Records from a data collection:
○ ○ ○ ○ ○ ○ ○

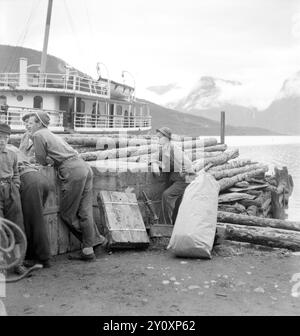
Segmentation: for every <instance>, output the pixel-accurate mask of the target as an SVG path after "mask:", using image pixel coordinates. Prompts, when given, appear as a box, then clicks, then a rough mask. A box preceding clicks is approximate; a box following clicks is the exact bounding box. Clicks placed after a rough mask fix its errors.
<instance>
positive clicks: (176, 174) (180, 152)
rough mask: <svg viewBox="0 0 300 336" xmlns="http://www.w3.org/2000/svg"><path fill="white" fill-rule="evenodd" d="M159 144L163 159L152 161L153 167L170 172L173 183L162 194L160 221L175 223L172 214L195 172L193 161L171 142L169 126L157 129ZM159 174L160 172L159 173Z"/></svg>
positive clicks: (170, 131)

○ ○ ○ ○ ○ ○ ○

What to work on | With all pictures omitted, repeat every record above word for word.

Solution for this problem |
Segmentation: for every <instance>, output the pixel-accurate mask of the target as an SVG path after "mask:", using image pixel coordinates. Prompts, when given, appear as a box, then clicks, then a rough mask. A box preceding clicks is approximate; a box following clicks is the exact bounding box. Clicks placed after a rough mask fix its errors.
<instance>
positive clicks: (176, 174) (180, 152)
rough mask: <svg viewBox="0 0 300 336" xmlns="http://www.w3.org/2000/svg"><path fill="white" fill-rule="evenodd" d="M159 144L163 159L152 161L153 167L170 172L173 183L162 194L160 221L175 223L172 214L195 172L193 161L171 142L169 126L157 129ZM159 174L160 172L159 173Z"/></svg>
positive clicks: (170, 131)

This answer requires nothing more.